§ Document section
"""

|Description: ||In June 2020, the Constitutional Court ruled that parts of the Electoral Act in South Africa were undemocratic, as the Act forced individuals to join political parties should they wish to run for public office.
The Electoral Act therefore limited the rights of independent candidates as enshrined in the Constitution. This imbalance has now been corrected, and individual candidates may now contest both provincial and national elections.
This potentially has far-reaching consequences for South Africa, where new political parties have struggled to gain traction against the established parties, with whom frustrations continue to rise as public needs fail to be met.
In this panel discussion, the speakers will discuss how democracy in South Africa is maturing; they will encourage the private sector to consider investing in election campaigns of credible and competent candidates, specifically women; and will explore possible lessons from the other SADC Member countries who are using or have used proportional representation and gender equality to comply with UN requirements.
Moderated by Isabella Matambanadzo, an international feminist consultant, writer and researcher, the panel will consist of Nomkhitha Gysman, a researcher, analyst and women's rights advocate; Ts'epang Ts'ita-Mosena, Deputy Leader of MEC Party in Lesotho, which has recently joined government; and Thapelo Tselapedi, a political science scholar at Rhodes University.
This event is free, but registration is essential. Zoom links will be sent out in the 24 hrs before the event.

"""

§ Directions
A - Answer these questions about the event description:
(i) In what month and year did the Constitutional Court rule that parts of the Electoral Act were undemocratic?
(ii) Who moderates the panel?
(iii) When will the Zoom links be sent out?
B - Rewrite the event description from "In this panel" up to and including "with UN requirements.", swapping "private sector" for "business community".
The records are not needed.

Referring expression pointing data
"""

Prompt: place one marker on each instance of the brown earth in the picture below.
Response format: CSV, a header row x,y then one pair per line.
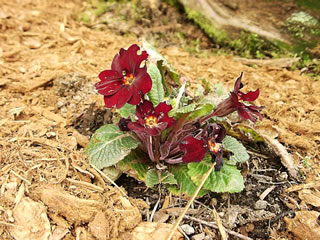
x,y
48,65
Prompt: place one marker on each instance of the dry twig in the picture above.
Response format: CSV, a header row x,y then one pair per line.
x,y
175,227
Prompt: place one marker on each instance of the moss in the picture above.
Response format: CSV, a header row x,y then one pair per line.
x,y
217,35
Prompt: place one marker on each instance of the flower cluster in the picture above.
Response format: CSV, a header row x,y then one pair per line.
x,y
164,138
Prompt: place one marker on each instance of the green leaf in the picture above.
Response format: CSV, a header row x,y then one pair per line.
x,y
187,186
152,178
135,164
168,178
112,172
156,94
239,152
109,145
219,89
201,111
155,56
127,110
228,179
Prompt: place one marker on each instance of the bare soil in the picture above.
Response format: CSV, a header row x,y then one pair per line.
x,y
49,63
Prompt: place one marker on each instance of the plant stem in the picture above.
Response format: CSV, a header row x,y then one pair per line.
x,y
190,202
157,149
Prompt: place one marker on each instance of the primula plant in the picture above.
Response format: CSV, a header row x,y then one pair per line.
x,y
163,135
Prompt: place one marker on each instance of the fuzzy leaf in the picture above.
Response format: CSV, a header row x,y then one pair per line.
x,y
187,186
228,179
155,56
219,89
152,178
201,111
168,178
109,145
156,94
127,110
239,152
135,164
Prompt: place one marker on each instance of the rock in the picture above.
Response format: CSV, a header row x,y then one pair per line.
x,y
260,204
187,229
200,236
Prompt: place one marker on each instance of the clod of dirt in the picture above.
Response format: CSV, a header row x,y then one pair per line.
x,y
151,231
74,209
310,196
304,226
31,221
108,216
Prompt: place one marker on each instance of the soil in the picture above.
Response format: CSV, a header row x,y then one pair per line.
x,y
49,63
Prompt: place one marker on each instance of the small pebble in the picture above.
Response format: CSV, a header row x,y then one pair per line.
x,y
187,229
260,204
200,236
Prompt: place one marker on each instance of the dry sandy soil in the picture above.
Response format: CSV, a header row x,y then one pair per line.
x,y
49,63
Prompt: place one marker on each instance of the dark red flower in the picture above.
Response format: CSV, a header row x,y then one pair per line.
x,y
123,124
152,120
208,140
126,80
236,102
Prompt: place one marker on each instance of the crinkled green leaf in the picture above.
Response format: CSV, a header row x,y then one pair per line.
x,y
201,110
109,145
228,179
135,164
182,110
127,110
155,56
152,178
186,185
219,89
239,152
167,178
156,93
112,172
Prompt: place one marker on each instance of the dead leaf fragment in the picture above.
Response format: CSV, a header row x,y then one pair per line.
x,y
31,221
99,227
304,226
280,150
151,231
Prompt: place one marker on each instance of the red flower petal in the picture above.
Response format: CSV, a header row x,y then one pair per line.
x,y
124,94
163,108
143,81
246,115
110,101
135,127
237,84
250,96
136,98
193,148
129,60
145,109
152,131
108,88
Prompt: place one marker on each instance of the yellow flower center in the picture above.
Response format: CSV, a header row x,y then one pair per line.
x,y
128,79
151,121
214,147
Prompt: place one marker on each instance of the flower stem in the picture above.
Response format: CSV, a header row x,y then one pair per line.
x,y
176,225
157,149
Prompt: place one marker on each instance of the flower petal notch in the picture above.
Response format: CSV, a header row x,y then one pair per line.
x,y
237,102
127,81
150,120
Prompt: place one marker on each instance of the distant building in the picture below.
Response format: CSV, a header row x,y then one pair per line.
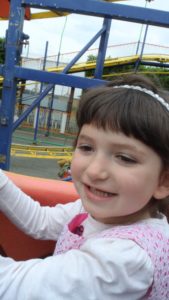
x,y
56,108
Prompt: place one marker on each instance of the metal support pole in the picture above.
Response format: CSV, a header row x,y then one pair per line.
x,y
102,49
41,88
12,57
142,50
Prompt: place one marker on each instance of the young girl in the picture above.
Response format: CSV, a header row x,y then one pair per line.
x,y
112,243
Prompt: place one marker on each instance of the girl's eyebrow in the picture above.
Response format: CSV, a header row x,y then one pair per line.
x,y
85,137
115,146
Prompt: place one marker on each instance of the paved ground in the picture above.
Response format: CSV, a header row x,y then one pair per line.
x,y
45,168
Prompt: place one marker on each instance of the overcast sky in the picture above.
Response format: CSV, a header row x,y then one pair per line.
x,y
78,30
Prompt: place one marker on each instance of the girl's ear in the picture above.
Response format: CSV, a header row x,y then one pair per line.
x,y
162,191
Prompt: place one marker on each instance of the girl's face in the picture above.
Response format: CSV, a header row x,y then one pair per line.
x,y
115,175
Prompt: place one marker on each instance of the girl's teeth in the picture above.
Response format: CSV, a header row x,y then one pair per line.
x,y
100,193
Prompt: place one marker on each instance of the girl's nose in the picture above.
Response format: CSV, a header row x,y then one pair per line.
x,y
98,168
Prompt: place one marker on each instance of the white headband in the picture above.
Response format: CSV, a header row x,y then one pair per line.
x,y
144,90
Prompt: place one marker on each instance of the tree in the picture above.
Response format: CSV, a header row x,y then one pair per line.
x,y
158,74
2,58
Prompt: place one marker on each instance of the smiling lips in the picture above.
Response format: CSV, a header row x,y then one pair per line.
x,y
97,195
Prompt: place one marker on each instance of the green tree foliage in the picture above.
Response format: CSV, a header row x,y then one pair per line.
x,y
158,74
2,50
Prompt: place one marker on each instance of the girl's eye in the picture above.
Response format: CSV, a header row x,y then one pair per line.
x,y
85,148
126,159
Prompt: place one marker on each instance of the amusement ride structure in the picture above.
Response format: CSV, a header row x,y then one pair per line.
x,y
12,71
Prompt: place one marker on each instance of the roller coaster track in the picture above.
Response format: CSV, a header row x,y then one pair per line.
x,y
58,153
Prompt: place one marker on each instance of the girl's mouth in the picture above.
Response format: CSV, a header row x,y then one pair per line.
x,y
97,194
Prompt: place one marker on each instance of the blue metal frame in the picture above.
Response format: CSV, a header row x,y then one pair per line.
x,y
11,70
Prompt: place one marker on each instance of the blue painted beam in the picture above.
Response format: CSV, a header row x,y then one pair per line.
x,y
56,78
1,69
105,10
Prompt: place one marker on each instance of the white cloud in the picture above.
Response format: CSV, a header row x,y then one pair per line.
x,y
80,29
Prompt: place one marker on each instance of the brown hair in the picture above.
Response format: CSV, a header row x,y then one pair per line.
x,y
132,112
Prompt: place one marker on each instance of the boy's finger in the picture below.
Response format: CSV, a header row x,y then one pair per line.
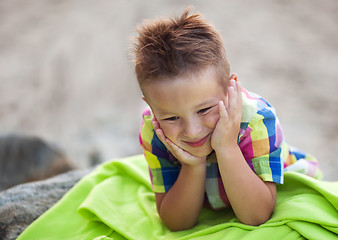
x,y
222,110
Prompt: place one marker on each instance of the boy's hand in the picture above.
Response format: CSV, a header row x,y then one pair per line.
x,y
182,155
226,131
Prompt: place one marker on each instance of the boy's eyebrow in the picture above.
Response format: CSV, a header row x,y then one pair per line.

"""

§ List of solutions
A -
(i) June 2020
(ii) Isabella Matambanadzo
(iii) In the 24 hours before the event

B -
In this panel discussion, the speakers will discuss how democracy in South Africa is maturing; they will encourage the business community to consider investing in election campaigns of credible and competent candidates, specifically women; and will explore possible lessons from the other SADC Member countries who are using or have used proportional representation and gender equality to comply with UN requirements.